▶ _DATASET EXTRACT_:
▬▬▬▬▬▬
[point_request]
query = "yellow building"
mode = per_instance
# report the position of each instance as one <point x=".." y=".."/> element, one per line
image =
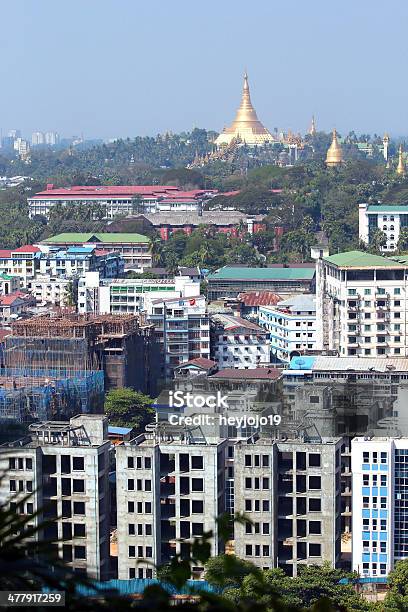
▬▬▬▬▬▬
▶ _WORK TO COMPLETE_: Every line of the listing above is to be set down verbatim, without the pictures.

▶ _TASK OUTPUT_:
[point_request]
query = "yellow building"
mode = per_instance
# report the position of each instance as one <point x=".." y=".."/> element, one per line
image =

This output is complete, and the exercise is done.